WHAT THE TASK ASKS.
Copy the records verbatim, from the line that contains "Please point out the black" through the line that contains "(1203, 504)", including both of those lines.

Point labeling dataset excerpts
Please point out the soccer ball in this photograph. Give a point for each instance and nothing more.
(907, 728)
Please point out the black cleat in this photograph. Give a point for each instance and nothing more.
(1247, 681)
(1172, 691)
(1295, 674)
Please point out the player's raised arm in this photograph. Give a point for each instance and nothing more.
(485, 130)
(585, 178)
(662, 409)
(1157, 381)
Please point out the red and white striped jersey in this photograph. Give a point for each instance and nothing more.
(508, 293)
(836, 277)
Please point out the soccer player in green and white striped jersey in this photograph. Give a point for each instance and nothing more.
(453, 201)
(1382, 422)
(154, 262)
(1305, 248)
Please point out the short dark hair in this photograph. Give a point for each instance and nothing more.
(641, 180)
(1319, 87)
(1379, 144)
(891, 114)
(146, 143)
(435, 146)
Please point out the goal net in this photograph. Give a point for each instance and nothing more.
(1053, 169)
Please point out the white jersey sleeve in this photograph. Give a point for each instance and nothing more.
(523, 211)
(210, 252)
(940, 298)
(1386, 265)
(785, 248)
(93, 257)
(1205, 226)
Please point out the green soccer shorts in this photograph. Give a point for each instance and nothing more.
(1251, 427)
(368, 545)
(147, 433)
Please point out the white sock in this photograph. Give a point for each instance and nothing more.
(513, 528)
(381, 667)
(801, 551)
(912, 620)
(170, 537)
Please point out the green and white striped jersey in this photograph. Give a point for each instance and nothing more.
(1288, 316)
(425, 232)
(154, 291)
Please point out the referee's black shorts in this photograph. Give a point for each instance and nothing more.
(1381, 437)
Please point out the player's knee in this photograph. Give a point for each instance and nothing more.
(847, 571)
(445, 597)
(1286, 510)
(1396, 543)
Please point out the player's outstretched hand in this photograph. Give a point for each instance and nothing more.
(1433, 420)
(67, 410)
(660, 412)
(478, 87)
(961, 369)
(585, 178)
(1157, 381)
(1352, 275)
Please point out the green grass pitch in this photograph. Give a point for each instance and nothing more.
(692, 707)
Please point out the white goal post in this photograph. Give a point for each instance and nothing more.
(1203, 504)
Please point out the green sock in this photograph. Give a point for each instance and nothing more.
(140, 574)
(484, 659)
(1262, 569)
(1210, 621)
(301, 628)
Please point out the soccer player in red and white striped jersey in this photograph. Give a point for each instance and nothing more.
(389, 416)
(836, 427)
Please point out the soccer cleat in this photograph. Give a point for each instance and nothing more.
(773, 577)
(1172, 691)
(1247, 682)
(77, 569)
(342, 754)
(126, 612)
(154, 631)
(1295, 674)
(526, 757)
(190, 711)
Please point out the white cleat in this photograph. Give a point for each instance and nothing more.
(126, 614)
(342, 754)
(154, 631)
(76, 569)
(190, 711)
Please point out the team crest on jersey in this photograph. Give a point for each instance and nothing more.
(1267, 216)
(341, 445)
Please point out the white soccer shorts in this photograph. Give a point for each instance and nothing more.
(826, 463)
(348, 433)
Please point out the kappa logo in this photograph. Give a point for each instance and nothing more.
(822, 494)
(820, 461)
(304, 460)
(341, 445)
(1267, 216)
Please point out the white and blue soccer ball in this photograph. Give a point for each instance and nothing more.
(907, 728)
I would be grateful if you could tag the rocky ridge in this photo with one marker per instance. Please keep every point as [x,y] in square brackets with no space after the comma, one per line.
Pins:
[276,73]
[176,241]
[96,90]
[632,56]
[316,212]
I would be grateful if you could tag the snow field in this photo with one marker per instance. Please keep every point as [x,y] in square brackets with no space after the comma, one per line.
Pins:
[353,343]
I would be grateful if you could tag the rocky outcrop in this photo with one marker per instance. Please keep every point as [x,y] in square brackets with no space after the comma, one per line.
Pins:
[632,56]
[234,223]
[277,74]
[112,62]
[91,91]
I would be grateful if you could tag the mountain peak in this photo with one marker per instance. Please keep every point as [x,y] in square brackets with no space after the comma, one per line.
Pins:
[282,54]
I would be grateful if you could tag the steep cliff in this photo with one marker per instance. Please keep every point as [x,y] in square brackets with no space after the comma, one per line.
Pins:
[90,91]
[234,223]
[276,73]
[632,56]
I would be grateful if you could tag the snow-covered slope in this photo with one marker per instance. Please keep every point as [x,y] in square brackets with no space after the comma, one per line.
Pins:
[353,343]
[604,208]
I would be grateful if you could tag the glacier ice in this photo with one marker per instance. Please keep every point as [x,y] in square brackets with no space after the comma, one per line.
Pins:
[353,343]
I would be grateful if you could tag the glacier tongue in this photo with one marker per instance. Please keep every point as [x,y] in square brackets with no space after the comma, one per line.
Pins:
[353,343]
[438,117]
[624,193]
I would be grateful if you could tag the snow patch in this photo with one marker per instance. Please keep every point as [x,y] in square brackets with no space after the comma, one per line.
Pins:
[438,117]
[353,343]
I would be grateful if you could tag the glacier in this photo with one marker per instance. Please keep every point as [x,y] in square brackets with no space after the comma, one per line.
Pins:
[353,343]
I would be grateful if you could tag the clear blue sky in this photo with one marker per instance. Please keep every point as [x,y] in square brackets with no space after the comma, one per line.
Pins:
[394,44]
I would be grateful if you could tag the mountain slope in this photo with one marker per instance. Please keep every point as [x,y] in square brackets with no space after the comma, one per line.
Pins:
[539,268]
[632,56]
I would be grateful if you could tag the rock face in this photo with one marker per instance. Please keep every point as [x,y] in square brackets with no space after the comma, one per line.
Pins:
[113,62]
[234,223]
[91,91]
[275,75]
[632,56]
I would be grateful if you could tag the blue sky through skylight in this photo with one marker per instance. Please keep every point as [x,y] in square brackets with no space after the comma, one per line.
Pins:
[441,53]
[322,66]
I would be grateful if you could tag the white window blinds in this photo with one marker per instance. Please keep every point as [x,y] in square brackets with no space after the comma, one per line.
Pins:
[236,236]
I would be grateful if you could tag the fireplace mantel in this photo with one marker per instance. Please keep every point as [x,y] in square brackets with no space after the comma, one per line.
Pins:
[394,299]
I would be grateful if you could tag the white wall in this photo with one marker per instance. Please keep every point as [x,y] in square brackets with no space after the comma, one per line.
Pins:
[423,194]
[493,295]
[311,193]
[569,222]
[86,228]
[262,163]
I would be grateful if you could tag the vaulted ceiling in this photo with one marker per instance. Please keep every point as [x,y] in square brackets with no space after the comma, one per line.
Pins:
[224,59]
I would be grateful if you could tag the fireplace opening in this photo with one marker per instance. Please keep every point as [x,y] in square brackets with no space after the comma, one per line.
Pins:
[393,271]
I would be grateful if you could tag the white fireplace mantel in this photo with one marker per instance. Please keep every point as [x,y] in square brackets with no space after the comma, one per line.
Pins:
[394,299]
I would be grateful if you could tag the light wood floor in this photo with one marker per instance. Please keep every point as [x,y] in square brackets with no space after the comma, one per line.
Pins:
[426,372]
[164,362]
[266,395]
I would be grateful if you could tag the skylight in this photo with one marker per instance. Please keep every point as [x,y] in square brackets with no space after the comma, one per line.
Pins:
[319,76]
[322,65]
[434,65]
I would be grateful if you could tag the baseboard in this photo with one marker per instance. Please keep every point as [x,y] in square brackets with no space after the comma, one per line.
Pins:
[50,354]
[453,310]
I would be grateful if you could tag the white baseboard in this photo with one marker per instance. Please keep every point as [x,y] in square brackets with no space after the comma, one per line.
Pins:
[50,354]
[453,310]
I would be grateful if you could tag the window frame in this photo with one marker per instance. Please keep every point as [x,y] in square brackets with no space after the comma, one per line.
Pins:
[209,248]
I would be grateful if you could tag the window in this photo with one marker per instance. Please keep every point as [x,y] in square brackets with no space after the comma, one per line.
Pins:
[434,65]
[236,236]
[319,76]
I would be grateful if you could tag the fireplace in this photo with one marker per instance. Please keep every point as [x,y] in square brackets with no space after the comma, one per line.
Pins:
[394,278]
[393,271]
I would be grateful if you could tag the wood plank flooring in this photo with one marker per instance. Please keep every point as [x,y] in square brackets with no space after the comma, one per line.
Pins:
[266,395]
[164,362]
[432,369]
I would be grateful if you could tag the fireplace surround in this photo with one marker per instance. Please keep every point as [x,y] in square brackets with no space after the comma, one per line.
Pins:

ANSWER TO THE PROBLEM.
Please point out the black cleat in this photograph. Give a point for each instance and nothing more.
(1247, 681)
(1172, 691)
(1295, 674)
Please point out the player's raised arm in this photograph. Give a point for each instance and nothing more.
(485, 130)
(585, 178)
(662, 409)
(1157, 381)
Please point out the red and white striped jersey in this photograph. Give a point for each instance and nothing more.
(508, 293)
(836, 277)
Please point out the soccer player in green and white striped jersey in this photograph. Give a point for each instance and nothing more.
(453, 201)
(1382, 422)
(154, 262)
(1305, 248)
Please point out the short dark hair in this photograph. Give a point for each instance and nothing more.
(641, 180)
(1319, 87)
(1379, 144)
(891, 114)
(146, 143)
(435, 146)
Please point out the goal net in this photograph. Give a point for each instance and nothing more.
(1053, 169)
Please point out the white jersey sleeve in this photograph. Give a point for each instance and nothing more.
(523, 211)
(210, 252)
(940, 298)
(1386, 265)
(785, 248)
(93, 257)
(1205, 226)
Please point out the green soccer shorts in this photograph. Give a point for each instance and nothing more.
(1251, 427)
(368, 545)
(147, 433)
Please point out the white sock in this photograph. Give a point for each instance and nothing more.
(513, 528)
(381, 667)
(801, 551)
(912, 620)
(170, 537)
Please point out the green and white striped jersey in this photograph. Give a point for each instance and nothing more.
(1288, 316)
(425, 232)
(154, 291)
Please point out the referee's black shorts in this photograph. Give a point for each instance and nothing more.
(1381, 437)
Please point out the player's knee in this photograph. Give a point for each instance and nothing more.
(847, 571)
(445, 597)
(1286, 510)
(1396, 543)
Please point out the player's outstretched hand in this photograph. Give a point for each instance and nothing more.
(1433, 420)
(67, 410)
(660, 412)
(478, 87)
(961, 369)
(585, 178)
(1157, 381)
(1352, 275)
Please point out the green grass pitch in this photograph. Give a point for each instance and nothing more.
(692, 707)
Please point out the white goal post in this photograph. Give a point for each instance and nothing more.
(1203, 504)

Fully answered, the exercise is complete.